• **Your task**: Output each line exactly as it appears, skipping any embedded picture.

Collected data entries
◆ ◆ ◆ ◆ ◆

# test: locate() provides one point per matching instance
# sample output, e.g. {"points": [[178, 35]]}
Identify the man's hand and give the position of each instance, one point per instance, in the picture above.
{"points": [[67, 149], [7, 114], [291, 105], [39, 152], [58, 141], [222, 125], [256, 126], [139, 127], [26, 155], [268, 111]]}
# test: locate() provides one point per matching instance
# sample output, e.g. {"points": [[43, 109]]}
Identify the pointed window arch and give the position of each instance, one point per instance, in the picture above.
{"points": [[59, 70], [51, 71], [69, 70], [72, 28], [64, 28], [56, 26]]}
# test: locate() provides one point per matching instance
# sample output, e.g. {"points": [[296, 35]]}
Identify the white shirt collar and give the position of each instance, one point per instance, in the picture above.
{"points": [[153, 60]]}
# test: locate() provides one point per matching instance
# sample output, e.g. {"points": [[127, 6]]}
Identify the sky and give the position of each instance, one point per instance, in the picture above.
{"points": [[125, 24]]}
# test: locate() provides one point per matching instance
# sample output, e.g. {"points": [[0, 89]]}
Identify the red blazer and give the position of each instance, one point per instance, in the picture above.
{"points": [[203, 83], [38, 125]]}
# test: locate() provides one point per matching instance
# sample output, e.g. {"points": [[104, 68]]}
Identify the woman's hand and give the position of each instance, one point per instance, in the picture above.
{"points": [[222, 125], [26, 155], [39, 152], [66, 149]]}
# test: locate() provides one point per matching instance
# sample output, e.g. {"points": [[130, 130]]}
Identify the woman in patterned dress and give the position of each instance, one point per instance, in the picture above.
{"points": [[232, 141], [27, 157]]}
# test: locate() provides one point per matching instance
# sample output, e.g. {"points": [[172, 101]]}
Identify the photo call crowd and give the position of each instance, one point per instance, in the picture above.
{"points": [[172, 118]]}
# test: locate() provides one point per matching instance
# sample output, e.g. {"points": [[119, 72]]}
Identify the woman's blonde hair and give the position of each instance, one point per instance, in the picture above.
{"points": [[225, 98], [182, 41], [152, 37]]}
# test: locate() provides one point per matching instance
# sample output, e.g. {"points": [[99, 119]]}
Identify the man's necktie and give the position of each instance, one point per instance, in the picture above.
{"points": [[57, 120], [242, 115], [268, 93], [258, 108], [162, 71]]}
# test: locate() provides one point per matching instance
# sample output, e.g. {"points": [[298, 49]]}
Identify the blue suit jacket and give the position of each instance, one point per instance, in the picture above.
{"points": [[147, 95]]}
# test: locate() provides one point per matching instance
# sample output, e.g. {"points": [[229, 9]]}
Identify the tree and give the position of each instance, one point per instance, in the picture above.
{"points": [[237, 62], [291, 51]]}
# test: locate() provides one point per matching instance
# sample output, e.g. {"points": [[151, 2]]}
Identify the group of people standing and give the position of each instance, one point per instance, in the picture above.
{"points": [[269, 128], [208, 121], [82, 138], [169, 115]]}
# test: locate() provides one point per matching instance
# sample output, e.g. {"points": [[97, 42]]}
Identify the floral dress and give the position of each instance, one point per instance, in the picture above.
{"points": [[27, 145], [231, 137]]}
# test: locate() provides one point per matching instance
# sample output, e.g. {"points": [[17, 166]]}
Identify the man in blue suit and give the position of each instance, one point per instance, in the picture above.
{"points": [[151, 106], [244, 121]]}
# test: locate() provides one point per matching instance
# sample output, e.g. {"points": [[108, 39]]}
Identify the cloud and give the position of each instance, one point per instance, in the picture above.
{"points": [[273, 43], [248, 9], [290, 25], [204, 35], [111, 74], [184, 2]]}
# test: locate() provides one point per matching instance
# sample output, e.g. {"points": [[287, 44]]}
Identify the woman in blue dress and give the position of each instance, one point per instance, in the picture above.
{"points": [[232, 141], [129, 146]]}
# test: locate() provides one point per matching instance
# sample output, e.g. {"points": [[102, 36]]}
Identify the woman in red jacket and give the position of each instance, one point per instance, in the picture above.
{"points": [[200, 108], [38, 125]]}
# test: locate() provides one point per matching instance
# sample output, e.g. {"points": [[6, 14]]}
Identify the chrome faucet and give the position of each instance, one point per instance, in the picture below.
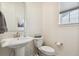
{"points": [[17, 34]]}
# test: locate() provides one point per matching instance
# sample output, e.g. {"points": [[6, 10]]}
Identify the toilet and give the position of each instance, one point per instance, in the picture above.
{"points": [[43, 50]]}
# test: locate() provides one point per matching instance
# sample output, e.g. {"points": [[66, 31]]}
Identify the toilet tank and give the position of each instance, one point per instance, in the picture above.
{"points": [[38, 42]]}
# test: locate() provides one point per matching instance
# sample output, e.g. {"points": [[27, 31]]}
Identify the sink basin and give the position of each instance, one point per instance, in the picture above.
{"points": [[15, 42]]}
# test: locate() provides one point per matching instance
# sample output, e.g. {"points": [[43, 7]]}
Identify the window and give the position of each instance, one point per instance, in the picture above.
{"points": [[70, 17]]}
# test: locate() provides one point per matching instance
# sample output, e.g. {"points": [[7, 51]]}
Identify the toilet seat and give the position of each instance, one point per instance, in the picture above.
{"points": [[47, 50]]}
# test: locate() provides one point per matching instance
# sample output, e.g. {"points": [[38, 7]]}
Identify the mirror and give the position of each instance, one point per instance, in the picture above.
{"points": [[14, 15]]}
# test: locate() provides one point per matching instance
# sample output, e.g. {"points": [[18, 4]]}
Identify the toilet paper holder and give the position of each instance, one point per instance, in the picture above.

◆ ◆ ◆ ◆ ◆

• **Answer for this exercise**:
# test: locate() provides one point per matching instance
# sample output, e.g. {"points": [[178, 35]]}
Identify the man's hand and give the position of each instance, one point per instance, in the picture above.
{"points": [[67, 149], [7, 114], [291, 105], [39, 152], [58, 141], [222, 125], [256, 126], [139, 127], [26, 155], [268, 111]]}
# test: locate() provides one point per matching instance
# sample output, e.g. {"points": [[43, 109]]}
Identify the pointed window arch and give the position of each instance, one point per instance, in the picture above.
{"points": [[59, 70], [51, 71], [69, 70], [72, 28], [64, 28], [56, 26]]}
# test: locate() provides one point per matching instance
# sample output, e.g. {"points": [[296, 35]]}
Identify the white shirt collar and give the position of each instance, one point per instance, in the picture above.
{"points": [[153, 60]]}
# test: locate() provides one point per matching instance
# sample output, e.g. {"points": [[127, 6]]}
Identify the sky and give the position of each instance, one point per instance, in the picture above.
{"points": [[125, 24]]}
# test: locate() provides one point per matching instance
# sample output, e.g. {"points": [[0, 89]]}
Identify the red blazer and give the position of each instance, one point per instance, in the picture above.
{"points": [[203, 83], [38, 125]]}
# test: locate() provides one point per matching instance
# sample output, e.g. {"points": [[104, 68]]}
Identify the woman's hand and give the position of each instance, one point per instance, in the picture above.
{"points": [[222, 125], [26, 155], [39, 152], [66, 149]]}
# test: locate() provides one point per matching instance
# sample output, e.g. {"points": [[130, 130]]}
Identify the woman in patterned dress and give the position of each instance, one point per instance, in the picture above.
{"points": [[232, 141], [27, 157]]}
# test: locate() provides one point per matching instance
# sample output, e.g. {"points": [[172, 101]]}
Identify the photo call crowd and give the position of each instance, one point per instance, in the picture above.
{"points": [[172, 118]]}
# test: locate() provides one point per matching instance
# sample output, e.g. {"points": [[119, 72]]}
Identify the woman's blonde hair and give the position of each instance, one point per instance, in the picture above.
{"points": [[225, 98], [182, 41], [152, 37]]}
# test: locate() provides one point per matching instance
# sample output, e.g. {"points": [[99, 119]]}
Identify the man's necktie and give the position of each instance, one point per instance, in the picture above.
{"points": [[57, 120], [242, 115], [268, 93], [258, 108], [162, 71]]}
# test: locate() provides one point per matching instance
# sample output, e.g. {"points": [[298, 49]]}
Identify the blue suit jacket and give the position of each instance, one point per instance, in the picture above.
{"points": [[147, 95]]}
# test: locate() provides one point per matching instance
# sample output, e.g. {"points": [[229, 9]]}
Identify the tree and give the position of each instance, one point per instance, in the picture above.
{"points": [[237, 62], [291, 51]]}
# test: locate() provides one point per matching instance
# sample output, e.g. {"points": [[151, 2]]}
Identify the group of people standing and give the position of each instance, one point per instance, in the picture above.
{"points": [[269, 128], [208, 121], [82, 138], [169, 115]]}
# test: locate() provides one point per matching instance
# sample output, e.g. {"points": [[97, 42]]}
Identify the floral dress and give the position of each instance, one point per instance, in the picture above.
{"points": [[27, 145], [231, 137]]}
# test: locate() provides one point per matching instance
# sample output, e.g. {"points": [[17, 166]]}
Identify the man in blue suit and give the position of each instance, one point per instance, in the picture above.
{"points": [[151, 106], [244, 121]]}
# test: locate() provides one point per matching instance
# sample output, e.g. {"points": [[108, 39]]}
Identify the cloud and give the position of each instance, one point per instance, in the picture above.
{"points": [[273, 43], [248, 9], [290, 25], [204, 35], [111, 74], [184, 2]]}
# test: locate() provides one point per matching instance
# sample output, e.g. {"points": [[287, 44]]}
Identify the woman in blue dress and give the position of each instance, one point per instance, in the picture above.
{"points": [[232, 141], [129, 146]]}
# test: locate() provides one point per matching instance
# sample output, e.g. {"points": [[102, 36]]}
Identify the woman in red jacket and give the position of each instance, one point per instance, in the picture above.
{"points": [[200, 108], [38, 125]]}
# test: locate() provides one point per matching instance
# sample output, e.g. {"points": [[6, 14]]}
Identify the chrome faucet and give the position of each instance, one point per instance, in the picture below.
{"points": [[17, 34]]}
# test: locate() provides one point per matching instance
# sample output, e.g. {"points": [[6, 10]]}
Identify the toilet and give the position of each instance, one point per instance, in the picture above.
{"points": [[43, 50]]}
# test: locate() provides one point per matching instance
# sample output, e.g. {"points": [[66, 31]]}
Identify the toilet tank and give the position of each instance, one point per instance, in the picture above.
{"points": [[38, 42]]}
# test: locate() provides one point per matching instance
# sample output, e.g. {"points": [[27, 31]]}
Identify the sink basin and give the position of each instance, one point per instance, in the picture above.
{"points": [[15, 42]]}
# test: locate() provides one point per matching instance
# sample output, e.g. {"points": [[43, 7]]}
Identify the window and give the position of each instance, one point per instance, in the picture above.
{"points": [[70, 17]]}
# test: locate() provides one point per matching instance
# sample output, e.g. {"points": [[7, 51]]}
Identify the toilet seat and give the position of each instance, one point per instance, in the picture above.
{"points": [[47, 50]]}
# test: locate() provides one point per matching instance
# sample output, e.g. {"points": [[38, 7]]}
Identify the mirror and give the position of each instance, one point per instance, in the picture above.
{"points": [[14, 15]]}
# test: locate() provides one point per matching instance
# sample output, e.g. {"points": [[18, 4]]}
Identify the toilet paper holder and give the position of each instance, one point per instance, in the picture above.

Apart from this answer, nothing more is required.